* _INSTRUCTIONS FOR THE TASK_: Every record below should be printed exactly as it appears.

(Data records)
-*-*-

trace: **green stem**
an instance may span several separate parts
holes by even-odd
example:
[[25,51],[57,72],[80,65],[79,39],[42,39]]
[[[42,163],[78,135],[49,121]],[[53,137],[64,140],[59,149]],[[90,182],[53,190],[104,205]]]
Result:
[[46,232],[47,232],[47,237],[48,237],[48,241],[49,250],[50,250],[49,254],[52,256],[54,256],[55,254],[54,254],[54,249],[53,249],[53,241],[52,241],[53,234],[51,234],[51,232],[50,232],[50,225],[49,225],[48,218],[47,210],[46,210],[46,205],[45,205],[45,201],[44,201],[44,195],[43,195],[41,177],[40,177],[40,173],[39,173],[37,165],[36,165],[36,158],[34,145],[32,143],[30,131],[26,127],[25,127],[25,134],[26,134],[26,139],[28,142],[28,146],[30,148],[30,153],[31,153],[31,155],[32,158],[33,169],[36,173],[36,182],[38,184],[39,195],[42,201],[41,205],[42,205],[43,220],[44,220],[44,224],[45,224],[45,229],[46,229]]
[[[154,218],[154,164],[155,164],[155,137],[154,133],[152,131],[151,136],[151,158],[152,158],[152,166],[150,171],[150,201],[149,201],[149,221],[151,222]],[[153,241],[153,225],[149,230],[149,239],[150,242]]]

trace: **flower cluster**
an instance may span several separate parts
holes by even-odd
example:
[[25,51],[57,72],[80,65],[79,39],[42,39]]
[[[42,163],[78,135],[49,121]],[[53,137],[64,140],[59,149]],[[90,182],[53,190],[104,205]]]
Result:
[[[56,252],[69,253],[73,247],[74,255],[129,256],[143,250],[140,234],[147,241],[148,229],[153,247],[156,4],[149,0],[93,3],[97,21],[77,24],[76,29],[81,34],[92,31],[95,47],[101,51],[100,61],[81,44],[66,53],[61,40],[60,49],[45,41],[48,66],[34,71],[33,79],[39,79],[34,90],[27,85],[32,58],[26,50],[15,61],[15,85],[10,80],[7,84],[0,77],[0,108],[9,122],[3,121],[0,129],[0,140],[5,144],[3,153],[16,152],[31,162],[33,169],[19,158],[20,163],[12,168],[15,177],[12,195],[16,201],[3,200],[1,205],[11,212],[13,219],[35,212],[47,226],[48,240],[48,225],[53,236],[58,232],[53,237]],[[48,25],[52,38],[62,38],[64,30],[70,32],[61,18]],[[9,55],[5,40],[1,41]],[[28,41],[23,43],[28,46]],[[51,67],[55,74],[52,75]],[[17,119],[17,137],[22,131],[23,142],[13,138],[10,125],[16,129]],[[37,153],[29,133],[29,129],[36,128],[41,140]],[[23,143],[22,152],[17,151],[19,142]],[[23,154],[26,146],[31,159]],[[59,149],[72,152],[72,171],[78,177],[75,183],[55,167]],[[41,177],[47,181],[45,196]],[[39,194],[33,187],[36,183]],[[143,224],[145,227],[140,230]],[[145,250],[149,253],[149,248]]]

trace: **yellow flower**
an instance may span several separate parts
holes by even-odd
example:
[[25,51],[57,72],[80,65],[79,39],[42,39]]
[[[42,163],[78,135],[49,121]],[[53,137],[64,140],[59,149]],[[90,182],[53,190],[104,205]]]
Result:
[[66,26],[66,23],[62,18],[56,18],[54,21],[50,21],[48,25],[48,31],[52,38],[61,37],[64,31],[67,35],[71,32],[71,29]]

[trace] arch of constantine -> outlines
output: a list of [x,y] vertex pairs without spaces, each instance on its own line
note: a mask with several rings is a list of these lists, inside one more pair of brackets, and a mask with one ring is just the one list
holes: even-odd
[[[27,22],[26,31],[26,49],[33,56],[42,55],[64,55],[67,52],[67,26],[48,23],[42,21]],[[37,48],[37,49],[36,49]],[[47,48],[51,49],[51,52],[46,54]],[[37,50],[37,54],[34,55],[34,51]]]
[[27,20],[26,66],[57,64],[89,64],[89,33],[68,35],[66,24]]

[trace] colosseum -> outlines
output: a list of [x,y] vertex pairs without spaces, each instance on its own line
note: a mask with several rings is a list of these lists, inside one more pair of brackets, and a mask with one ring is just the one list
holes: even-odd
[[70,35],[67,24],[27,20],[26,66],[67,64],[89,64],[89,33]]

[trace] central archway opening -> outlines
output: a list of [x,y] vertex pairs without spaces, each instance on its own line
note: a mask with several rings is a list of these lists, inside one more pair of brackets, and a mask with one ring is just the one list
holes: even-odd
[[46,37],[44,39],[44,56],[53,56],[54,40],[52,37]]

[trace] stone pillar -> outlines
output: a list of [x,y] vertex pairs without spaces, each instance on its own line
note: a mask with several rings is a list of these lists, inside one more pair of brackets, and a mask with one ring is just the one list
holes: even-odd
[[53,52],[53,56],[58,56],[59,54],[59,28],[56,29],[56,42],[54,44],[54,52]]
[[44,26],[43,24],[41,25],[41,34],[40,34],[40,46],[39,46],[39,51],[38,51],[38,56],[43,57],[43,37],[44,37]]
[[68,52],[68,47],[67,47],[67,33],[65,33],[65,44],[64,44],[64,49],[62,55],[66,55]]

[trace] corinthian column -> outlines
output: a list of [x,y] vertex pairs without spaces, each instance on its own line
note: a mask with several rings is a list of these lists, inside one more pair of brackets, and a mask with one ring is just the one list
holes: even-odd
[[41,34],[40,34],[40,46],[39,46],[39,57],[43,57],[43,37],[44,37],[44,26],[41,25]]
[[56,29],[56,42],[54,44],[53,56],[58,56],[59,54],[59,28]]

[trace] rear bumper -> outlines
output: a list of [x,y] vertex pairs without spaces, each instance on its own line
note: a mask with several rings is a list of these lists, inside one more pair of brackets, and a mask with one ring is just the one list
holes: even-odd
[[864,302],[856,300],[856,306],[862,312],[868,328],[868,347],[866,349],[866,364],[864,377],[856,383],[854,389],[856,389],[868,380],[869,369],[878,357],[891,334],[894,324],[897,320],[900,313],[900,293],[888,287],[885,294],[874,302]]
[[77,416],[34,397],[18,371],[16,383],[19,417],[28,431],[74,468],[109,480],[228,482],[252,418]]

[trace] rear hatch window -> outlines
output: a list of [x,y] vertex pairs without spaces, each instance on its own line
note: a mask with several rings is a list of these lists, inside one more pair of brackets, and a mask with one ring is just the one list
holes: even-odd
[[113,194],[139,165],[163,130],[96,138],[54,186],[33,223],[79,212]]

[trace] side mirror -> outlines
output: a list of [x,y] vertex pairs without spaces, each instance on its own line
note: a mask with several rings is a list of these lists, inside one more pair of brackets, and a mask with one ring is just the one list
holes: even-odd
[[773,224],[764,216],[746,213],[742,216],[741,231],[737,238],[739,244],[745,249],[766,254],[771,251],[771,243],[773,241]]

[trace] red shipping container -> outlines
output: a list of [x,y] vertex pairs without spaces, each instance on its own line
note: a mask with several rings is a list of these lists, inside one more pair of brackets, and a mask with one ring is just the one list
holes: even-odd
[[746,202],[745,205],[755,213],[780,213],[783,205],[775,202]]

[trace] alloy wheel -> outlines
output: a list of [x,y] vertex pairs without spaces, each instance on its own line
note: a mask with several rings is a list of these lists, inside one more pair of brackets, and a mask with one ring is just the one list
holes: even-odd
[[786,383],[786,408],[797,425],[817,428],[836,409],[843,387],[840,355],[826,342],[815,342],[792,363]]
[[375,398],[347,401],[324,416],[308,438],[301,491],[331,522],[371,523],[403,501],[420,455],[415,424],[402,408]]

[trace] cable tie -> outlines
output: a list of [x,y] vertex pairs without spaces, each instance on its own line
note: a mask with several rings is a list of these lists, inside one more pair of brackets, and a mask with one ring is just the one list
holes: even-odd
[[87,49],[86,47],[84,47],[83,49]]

-*-*-

* _SOLUTION TO THIS TASK_:
trace: **green stem**
an instance may span several separate parts
holes by even-odd
example:
[[25,51],[57,72],[80,65],[79,39],[42,39]]
[[[42,163],[78,135],[49,121]],[[53,137],[64,140],[59,149]],[[90,182],[53,190],[104,205]]]
Result:
[[46,232],[47,232],[47,237],[48,237],[48,241],[49,250],[50,250],[49,254],[52,256],[54,256],[55,254],[54,254],[54,249],[53,249],[53,241],[52,241],[53,234],[51,234],[51,232],[50,232],[50,225],[49,225],[48,218],[47,210],[46,210],[46,205],[45,205],[45,201],[44,201],[44,195],[43,195],[41,177],[40,177],[40,173],[39,173],[37,165],[36,165],[36,158],[34,145],[32,143],[30,131],[26,127],[25,127],[25,134],[26,134],[26,139],[28,142],[28,146],[30,148],[30,153],[31,153],[31,155],[32,158],[33,169],[36,173],[36,182],[38,184],[39,195],[42,201],[41,205],[42,205],[43,220],[44,220],[44,224],[45,224],[45,229],[46,229]]
[[[154,218],[154,164],[155,164],[155,137],[154,133],[152,131],[151,136],[151,158],[152,158],[152,166],[150,171],[150,201],[149,201],[149,221],[151,222]],[[153,241],[153,225],[149,230],[149,239],[150,242]]]

trace: **flower cluster**
an instance may span several separate parts
holes by even-odd
example:
[[25,51],[57,72],[80,65],[79,39],[42,39]]
[[[42,163],[78,135],[49,121]],[[53,137],[64,140],[59,149]],[[90,182],[53,190],[104,205]]]
Result:
[[[56,252],[69,253],[73,247],[74,255],[129,256],[143,250],[140,234],[147,241],[148,229],[153,247],[156,4],[149,0],[93,3],[97,21],[77,24],[76,29],[81,34],[92,31],[95,47],[101,51],[100,61],[81,44],[66,53],[61,40],[60,49],[45,41],[48,66],[34,71],[33,79],[39,79],[34,90],[27,85],[32,58],[26,50],[15,61],[15,85],[10,80],[7,84],[0,77],[0,108],[9,122],[3,121],[0,129],[0,140],[5,144],[3,153],[16,152],[31,162],[33,169],[19,158],[20,163],[12,168],[15,177],[12,195],[16,201],[3,200],[1,205],[11,212],[13,219],[35,212],[47,226],[48,240],[48,225],[53,236],[58,232],[53,237]],[[48,25],[52,38],[62,38],[64,30],[70,32],[61,18]],[[9,55],[5,40],[1,41]],[[28,41],[23,43],[28,46]],[[51,67],[55,74],[52,75]],[[17,119],[17,137],[22,131],[23,142],[13,138],[10,125],[16,129]],[[37,153],[29,133],[29,129],[36,128],[41,140]],[[23,143],[22,152],[17,151],[19,142]],[[23,154],[26,146],[31,159]],[[59,149],[72,152],[72,171],[78,177],[75,183],[55,167]],[[41,177],[47,181],[45,196]],[[39,194],[33,187],[36,183]],[[143,224],[145,227],[140,230]],[[145,250],[149,253],[149,248]]]

trace: **yellow flower**
an instance may span several separate parts
holes by even-odd
example:
[[25,51],[57,72],[80,65],[79,39],[42,39]]
[[[42,163],[78,135],[49,121]],[[53,137],[64,140],[59,149]],[[90,182],[53,190],[104,205]]]
Result:
[[66,26],[66,23],[62,18],[56,18],[54,21],[50,21],[48,25],[48,31],[52,38],[61,37],[64,31],[67,35],[71,32],[71,29]]

[trace] arch of constantine -> outlines
output: a list of [x,y] vertex pairs without spaces, each instance on its own line
note: a mask with several rings is a list of these lists, inside one more pair of brackets, and a mask with one ring is just the one list
holes: even-odd
[[[27,22],[26,31],[26,49],[33,56],[42,55],[64,55],[67,52],[67,26],[48,23],[42,21]],[[37,48],[37,49],[36,49]],[[47,48],[51,49],[51,52],[46,54]],[[37,50],[37,54],[34,55],[34,51]]]
[[27,20],[26,66],[57,64],[89,64],[89,33],[68,35],[66,24]]

[trace] colosseum -> outlines
output: a list of [x,y] vertex pairs without spaces, each instance on its own line
note: a mask with several rings is a list of these lists, inside one more pair of brackets, and a mask with one ring is just the one list
holes: even-odd
[[70,35],[67,24],[27,20],[26,66],[67,64],[89,64],[89,33]]

[trace] central archway opening -> outlines
output: a list of [x,y] vertex pairs without spaces, each instance on its own line
note: a mask with several rings is a list of these lists, inside one more pair of brackets, and a mask with one ring is just the one list
holes: even-odd
[[46,37],[44,39],[44,56],[53,56],[54,40],[52,37]]

[trace] stone pillar -> outlines
output: a list of [x,y] vertex pairs without spaces, each instance on its own line
note: a mask with several rings is a list of these lists, inside one more pair of brackets, and a mask with one ring is just the one list
holes: even-odd
[[53,52],[53,56],[58,56],[59,54],[59,28],[56,29],[56,42],[54,44],[54,52]]
[[44,26],[43,24],[41,25],[41,34],[40,34],[40,46],[39,46],[39,51],[38,51],[38,56],[43,57],[43,37],[44,37]]
[[68,52],[68,47],[67,47],[67,33],[65,33],[65,44],[64,44],[64,49],[62,55],[66,55]]

[trace] corinthian column -> outlines
output: a list of [x,y] vertex pairs without spaces, each instance on its own line
note: a mask with several rings is a list of these lists, inside one more pair of brackets, and a mask with one ring is just the one list
holes: even-odd
[[41,34],[40,34],[40,46],[39,46],[39,57],[43,57],[43,37],[44,37],[44,26],[41,25]]
[[56,29],[56,42],[54,44],[53,56],[58,56],[59,54],[59,28]]

[trace] rear bumper -> outlines
output: a list of [x,y] vertex pairs without spaces, each instance on its own line
note: a mask with several rings is a list of these lists, inside one more pair of brackets, and a mask with one ring is just the one list
holes: even-odd
[[864,302],[856,300],[856,306],[862,312],[868,328],[868,347],[866,349],[866,364],[864,377],[856,383],[854,389],[856,389],[868,380],[869,369],[878,357],[891,334],[894,324],[897,320],[900,313],[900,293],[888,287],[885,294],[874,302]]
[[77,416],[34,397],[18,371],[16,383],[19,417],[28,431],[74,468],[109,480],[228,482],[252,418]]

[trace] rear hatch window -> outlines
output: a list of [x,y] vertex pairs without spaces, each instance on its own line
note: a mask with several rings is a list of these lists, inside one more pair of brackets, and a mask with one ring is just the one list
holes: even-odd
[[113,194],[139,165],[163,130],[96,138],[54,186],[33,223],[79,212]]

[trace] side mirror -> outlines
output: a list of [x,y] vertex pairs without spaces, each instance on its own line
note: a mask with several rings is a list of these lists, inside one more pair of brackets, and a mask with one ring is just the one list
holes: even-odd
[[773,224],[764,216],[746,213],[742,216],[741,231],[737,238],[739,244],[745,249],[766,254],[771,251],[771,243],[773,241]]

[trace] red shipping container -> outlines
output: a list of [x,y] vertex pairs without spaces, each instance on its own line
note: a mask with several rings is a list of these lists, inside one more pair of brackets, and a mask with one ring is just the one list
holes: even-odd
[[746,202],[745,205],[755,213],[780,213],[783,205],[775,202]]

[trace] alloy wheel -> outlines
output: a list of [x,y] vertex pairs without spaces, each instance on its own line
note: a mask with several rings is a list of these lists, inside one more pair of brackets, and a mask with one ring is just the one list
holes: even-odd
[[786,383],[786,408],[797,425],[817,428],[836,409],[843,387],[840,355],[826,342],[815,342],[792,363]]
[[375,398],[347,401],[324,416],[308,438],[301,491],[331,522],[371,523],[403,501],[420,455],[415,424],[402,408]]

[trace] cable tie -> outlines
output: a list of [x,y] vertex pairs without spaces, each instance on its own line
note: a mask with several rings is a list of these lists, inside one more pair of brackets, and a mask with one ring is just the one list
holes: even-odd
[[87,49],[86,47],[84,47],[83,49]]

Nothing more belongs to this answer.